Excerpted records:
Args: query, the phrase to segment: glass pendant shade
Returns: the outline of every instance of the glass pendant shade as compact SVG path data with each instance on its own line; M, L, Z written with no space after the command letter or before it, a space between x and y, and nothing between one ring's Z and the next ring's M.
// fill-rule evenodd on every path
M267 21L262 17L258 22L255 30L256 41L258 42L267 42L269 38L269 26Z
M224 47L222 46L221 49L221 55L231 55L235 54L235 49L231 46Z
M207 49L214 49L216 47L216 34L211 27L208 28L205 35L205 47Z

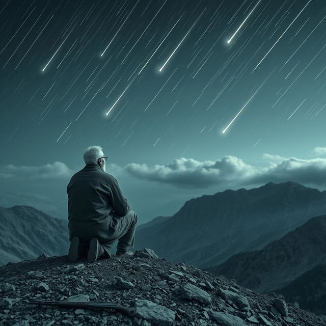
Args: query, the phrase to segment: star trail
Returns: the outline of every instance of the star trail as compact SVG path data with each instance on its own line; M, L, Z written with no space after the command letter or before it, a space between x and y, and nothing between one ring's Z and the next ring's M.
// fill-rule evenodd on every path
M2 1L3 147L141 160L308 142L326 118L325 17L322 0Z

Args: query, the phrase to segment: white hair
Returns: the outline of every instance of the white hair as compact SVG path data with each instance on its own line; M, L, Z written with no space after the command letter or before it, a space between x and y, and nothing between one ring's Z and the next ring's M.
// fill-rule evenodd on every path
M84 153L84 160L85 164L97 164L98 159L104 156L103 148L100 146L90 146Z

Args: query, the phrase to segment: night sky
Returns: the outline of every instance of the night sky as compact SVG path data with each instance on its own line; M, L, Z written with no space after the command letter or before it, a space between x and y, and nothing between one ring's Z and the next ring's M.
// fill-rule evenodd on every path
M0 22L0 194L66 218L91 145L141 223L227 188L326 188L324 0L5 0Z

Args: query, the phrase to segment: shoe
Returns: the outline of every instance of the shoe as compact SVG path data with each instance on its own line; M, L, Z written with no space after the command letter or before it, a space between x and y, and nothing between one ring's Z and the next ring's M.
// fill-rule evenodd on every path
M75 236L71 239L70 247L68 254L68 259L69 261L76 261L79 257L79 238Z
M92 238L90 241L90 248L87 253L87 260L89 263L94 263L96 259L104 254L104 250L102 248L97 238Z
M123 253L122 254L120 254L119 253L116 254L116 256L128 256L131 255L133 255L133 253L130 250L128 250L126 252Z

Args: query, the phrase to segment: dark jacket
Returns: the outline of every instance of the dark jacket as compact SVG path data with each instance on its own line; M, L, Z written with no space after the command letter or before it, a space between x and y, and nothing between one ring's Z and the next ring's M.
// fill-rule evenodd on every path
M130 208L118 181L96 164L87 164L75 173L67 186L69 240L83 242L97 237L108 241L108 228L114 215L123 216Z

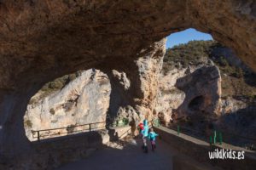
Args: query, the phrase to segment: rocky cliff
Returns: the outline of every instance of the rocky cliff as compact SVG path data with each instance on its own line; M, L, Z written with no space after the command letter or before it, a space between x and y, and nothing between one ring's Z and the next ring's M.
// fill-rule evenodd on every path
M67 128L106 121L111 88L108 76L98 70L81 71L62 88L43 99L37 99L41 93L43 92L39 91L31 99L34 102L27 105L24 116L26 133L30 140L37 140L37 138L32 138L31 130ZM83 130L83 127L76 128L78 129L73 130ZM40 138L67 135L68 130L45 131L41 133Z

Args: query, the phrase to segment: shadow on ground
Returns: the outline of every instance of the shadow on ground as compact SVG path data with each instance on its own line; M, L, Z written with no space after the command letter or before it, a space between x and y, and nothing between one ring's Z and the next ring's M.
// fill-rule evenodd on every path
M176 153L174 149L158 140L157 150L154 152L149 150L146 154L142 150L142 144L140 139L112 143L87 159L68 163L58 170L172 169L172 156Z

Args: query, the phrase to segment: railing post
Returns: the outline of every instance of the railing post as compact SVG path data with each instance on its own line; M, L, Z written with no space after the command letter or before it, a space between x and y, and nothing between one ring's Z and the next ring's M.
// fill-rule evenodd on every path
M40 132L37 131L37 133L38 133L38 140L39 141L40 140Z
M216 134L216 130L214 130L214 136L213 136L213 144L216 144L216 138L217 138L217 134Z
M219 144L222 144L222 134L221 134L221 132L219 132L218 137L219 137Z

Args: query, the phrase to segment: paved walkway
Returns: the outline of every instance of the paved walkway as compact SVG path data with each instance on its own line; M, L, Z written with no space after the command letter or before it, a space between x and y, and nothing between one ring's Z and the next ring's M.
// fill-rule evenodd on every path
M113 143L97 150L87 159L67 164L58 170L172 170L172 156L177 151L166 143L158 140L154 152L142 150L140 139L124 144ZM148 147L149 149L149 147Z

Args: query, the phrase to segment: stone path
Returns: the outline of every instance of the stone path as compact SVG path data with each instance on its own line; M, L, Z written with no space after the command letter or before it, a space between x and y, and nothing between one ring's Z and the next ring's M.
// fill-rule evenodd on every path
M131 139L125 144L112 143L87 159L68 163L58 170L172 170L172 158L177 151L161 140L157 144L154 152L148 150L145 154L140 139Z

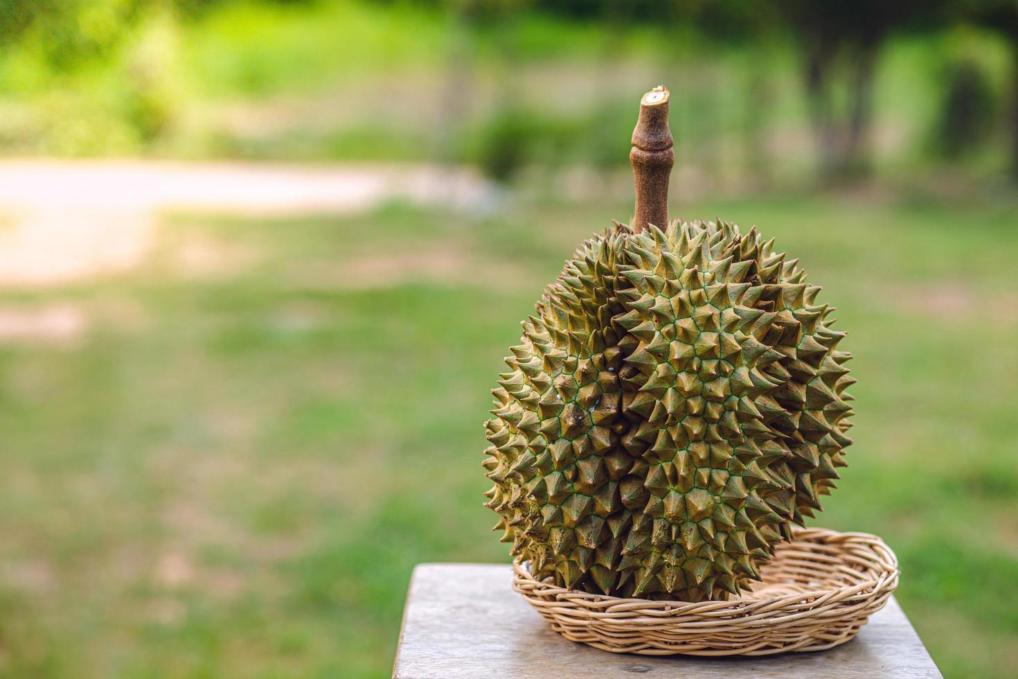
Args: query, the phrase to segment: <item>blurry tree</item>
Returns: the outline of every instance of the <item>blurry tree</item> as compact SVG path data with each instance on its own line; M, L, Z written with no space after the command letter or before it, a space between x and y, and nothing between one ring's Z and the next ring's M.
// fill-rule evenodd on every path
M957 160L986 139L996 100L985 71L972 59L949 64L946 81L934 148L945 158Z
M956 8L1001 35L1011 48L1011 174L1018 181L1018 0L962 0Z
M713 42L745 47L743 151L754 180L770 180L767 150L773 88L770 49L777 33L775 6L758 0L673 0L677 14Z
M822 176L868 170L873 80L881 48L897 32L936 25L943 18L944 1L778 0L801 48ZM835 98L839 76L847 92L847 110L841 114Z

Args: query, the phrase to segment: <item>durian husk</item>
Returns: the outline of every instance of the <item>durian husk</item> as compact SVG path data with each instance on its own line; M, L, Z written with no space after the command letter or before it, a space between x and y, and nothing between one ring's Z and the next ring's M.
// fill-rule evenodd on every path
M487 506L538 578L616 597L737 595L845 466L844 333L755 229L616 223L506 358Z

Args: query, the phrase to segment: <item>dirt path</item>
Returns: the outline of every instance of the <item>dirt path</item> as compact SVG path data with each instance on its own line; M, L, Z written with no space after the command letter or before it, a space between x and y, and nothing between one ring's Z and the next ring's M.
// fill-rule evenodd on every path
M0 285L129 270L160 213L342 214L388 200L483 210L491 188L436 166L0 161Z

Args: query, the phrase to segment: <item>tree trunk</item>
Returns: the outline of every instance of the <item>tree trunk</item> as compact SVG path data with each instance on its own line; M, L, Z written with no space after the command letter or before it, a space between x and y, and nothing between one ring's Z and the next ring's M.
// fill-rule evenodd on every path
M1018 183L1018 32L1011 34L1011 178Z
M873 75L879 51L879 42L863 44L859 46L852 64L848 133L840 168L843 175L865 174L870 168L868 140L873 112Z
M473 3L464 3L450 12L449 53L446 55L445 82L439 101L439 128L434 155L438 162L452 164L458 159L459 131L470 115L475 59L477 17Z
M757 187L768 188L772 183L771 159L768 154L768 120L774 101L770 80L768 78L768 63L758 55L751 54L747 64L748 77L746 81L745 121L743 124L743 144L745 146L745 163L749 176Z
M816 145L817 168L822 177L830 177L837 167L838 144L830 80L834 55L819 43L806 52L806 105Z

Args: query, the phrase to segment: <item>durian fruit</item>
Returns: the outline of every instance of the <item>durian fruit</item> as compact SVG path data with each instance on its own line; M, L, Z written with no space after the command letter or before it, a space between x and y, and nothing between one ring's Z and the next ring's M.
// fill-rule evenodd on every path
M487 506L539 578L724 600L835 487L854 380L797 261L755 229L667 221L668 100L641 101L632 227L580 246L506 358Z

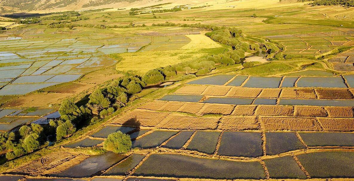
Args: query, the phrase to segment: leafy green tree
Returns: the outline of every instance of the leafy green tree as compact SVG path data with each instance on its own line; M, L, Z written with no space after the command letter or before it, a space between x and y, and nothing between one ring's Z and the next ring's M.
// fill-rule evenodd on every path
M37 149L40 145L38 141L39 137L36 133L32 133L27 136L22 143L22 147L28 153L31 153Z
M66 100L62 102L59 108L59 113L61 115L71 114L78 108L74 102L69 100Z
M103 142L105 149L116 153L126 153L130 150L131 147L130 136L120 131L109 135Z
M67 135L75 132L76 128L74 127L73 123L69 120L64 123L58 123L59 125L57 127L57 140L59 140Z

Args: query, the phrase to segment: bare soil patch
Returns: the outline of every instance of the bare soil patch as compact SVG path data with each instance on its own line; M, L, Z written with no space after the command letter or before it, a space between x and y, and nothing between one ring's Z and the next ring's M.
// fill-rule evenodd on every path
M312 89L284 89L280 94L281 98L316 98L315 91Z
M133 126L154 126L170 113L136 109L121 118L116 118L113 124Z
M263 117L261 120L267 130L319 131L321 129L313 118Z
M209 86L205 90L203 94L211 96L224 96L230 89L231 87L230 87L226 86Z
M224 116L218 126L218 128L224 130L256 129L259 127L259 123L255 116Z
M319 106L295 106L295 113L297 116L323 117L327 115L324 108Z
M280 89L264 89L258 96L262 98L277 98L280 93Z
M230 114L234 110L235 105L223 104L206 103L198 113L200 114Z
M259 106L256 110L256 115L263 115L291 116L293 107L290 106Z
M186 85L175 92L175 94L198 94L200 95L204 91L207 86L204 85Z
M239 97L256 97L262 89L258 88L232 87L226 96Z
M317 95L320 99L351 99L352 94L348 89L316 89Z
M253 115L257 106L256 105L238 105L231 114L240 115Z
M353 117L354 112L352 107L326 107L328 116L332 118Z
M354 130L354 118L320 118L318 121L325 131L349 131Z
M191 130L213 129L216 128L219 119L188 116L177 113L167 116L159 124L161 128Z

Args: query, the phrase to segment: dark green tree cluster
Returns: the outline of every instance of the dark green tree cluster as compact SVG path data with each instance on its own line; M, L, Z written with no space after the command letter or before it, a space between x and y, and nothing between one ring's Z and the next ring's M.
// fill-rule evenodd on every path
M46 133L39 124L22 126L18 132L0 134L0 148L7 159L12 159L47 145Z

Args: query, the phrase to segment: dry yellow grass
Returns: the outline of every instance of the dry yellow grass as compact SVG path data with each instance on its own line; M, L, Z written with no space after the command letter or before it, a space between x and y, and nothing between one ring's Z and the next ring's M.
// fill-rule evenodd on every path
M175 94L201 94L205 89L206 85L186 85L182 87L175 92Z
M234 107L233 105L206 103L198 114L201 115L206 114L230 114L233 111Z
M263 115L291 116L293 114L292 106L290 106L261 105L257 107L256 114Z
M188 116L172 113L159 124L161 128L191 130L213 129L216 128L218 119Z
M189 43L183 46L180 49L211 49L221 47L222 46L204 35L206 32L201 34L188 35L185 36L190 40Z
M325 117L327 113L322 107L319 106L295 106L295 111L297 116Z
M210 96L224 96L230 89L230 87L227 86L208 86L203 94Z
M256 129L259 126L255 117L227 116L221 118L218 128L224 130L243 130Z
M253 115L257 106L256 105L238 105L231 114L240 115Z
M256 97L262 91L259 88L232 87L226 96L239 97Z

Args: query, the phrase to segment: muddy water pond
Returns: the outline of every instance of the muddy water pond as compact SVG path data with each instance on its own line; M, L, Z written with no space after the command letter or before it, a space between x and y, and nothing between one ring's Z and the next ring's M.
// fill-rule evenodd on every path
M258 162L233 161L172 154L151 155L133 175L215 179L265 178L264 170Z
M89 177L107 169L125 157L112 152L91 156L81 163L61 172L51 174L57 177L82 178Z

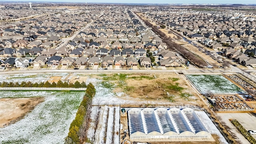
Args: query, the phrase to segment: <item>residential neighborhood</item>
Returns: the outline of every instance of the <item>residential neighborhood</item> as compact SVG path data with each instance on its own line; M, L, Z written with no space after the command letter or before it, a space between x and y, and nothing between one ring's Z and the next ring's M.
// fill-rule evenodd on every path
M42 1L0 3L0 143L256 143L254 2Z

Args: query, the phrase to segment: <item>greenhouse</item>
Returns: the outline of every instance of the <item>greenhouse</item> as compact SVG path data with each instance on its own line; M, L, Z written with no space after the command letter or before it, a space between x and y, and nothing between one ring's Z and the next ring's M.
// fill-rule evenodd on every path
M128 111L131 140L208 138L211 134L194 110L190 108Z

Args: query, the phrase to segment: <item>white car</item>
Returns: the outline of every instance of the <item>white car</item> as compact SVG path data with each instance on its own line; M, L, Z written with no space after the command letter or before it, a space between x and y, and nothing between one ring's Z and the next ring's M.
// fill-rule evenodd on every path
M256 130L248 130L248 132L251 134L256 134Z

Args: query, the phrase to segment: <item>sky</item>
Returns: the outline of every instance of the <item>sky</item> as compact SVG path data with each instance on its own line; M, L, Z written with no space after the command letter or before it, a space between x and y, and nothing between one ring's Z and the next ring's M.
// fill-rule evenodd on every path
M14 1L126 3L256 4L256 0L11 0ZM7 0L7 1L8 1Z

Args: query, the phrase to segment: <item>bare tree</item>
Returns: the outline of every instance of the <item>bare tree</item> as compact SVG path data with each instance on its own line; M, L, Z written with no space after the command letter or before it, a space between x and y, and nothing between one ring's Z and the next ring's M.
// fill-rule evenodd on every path
M230 65L231 64L230 62L228 60L225 60L223 62L223 63L222 64L223 66L225 67L227 67L228 68L229 68Z
M210 97L212 96L213 96L214 94L210 90L208 90L206 91L204 94L204 96L206 98Z

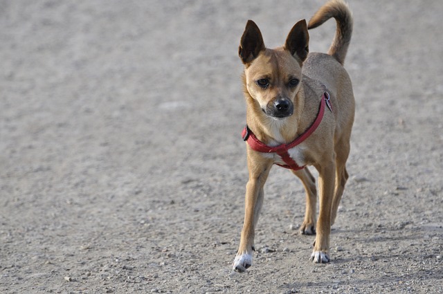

Set exercise:
Convert the records into a numbered list, starting with the line that contains "Args: query, the phrase to segment: white" and going on through the line that contains "M123 253L122 254L120", and leave out any blank lines.

Task answer:
1. Args: query, the phrase to segment: white hair
2. Returns: the outline of every instance of the white hair as compact SVG path data with each instance on its own line; M, L, Z written with no space after the command letter or before it, a space between x and y, and nothing between one ring's Z and the next ring's M.
3. // fill-rule evenodd on every path
4. M84 153L84 160L85 164L97 164L98 159L104 156L103 148L100 146L90 146Z
5. Args: query, the phrase to segment: night sky
6. Returns: the outline of every instance of the night sky as compact SVG path data with each instance on its own line; M, L, Z written with no space after the command letter or before it, a space between x and y, and nothing between one ring's Z and the next ring's M.
7. // fill-rule evenodd on every path
8. M0 22L0 194L66 218L91 145L141 223L227 188L326 188L324 0L5 0Z
9. Args: query, the phrase to segment: shoe
10. Returns: the outline of every instance of the shoe as compact SVG path data with each instance on its own line; M, L, Z written with no space after the command letter or before it, a space between x and y, and nothing between one ring's Z and the next ring's M.
11. // fill-rule evenodd on every path
12. M75 236L71 239L70 247L68 254L68 259L69 261L76 261L79 257L79 238Z
13. M92 238L90 241L90 248L87 253L87 260L89 263L94 263L96 259L104 254L104 250L102 248L97 238Z
14. M123 253L122 254L120 254L119 253L116 254L116 256L128 256L131 255L133 255L133 253L130 250L128 250L126 252Z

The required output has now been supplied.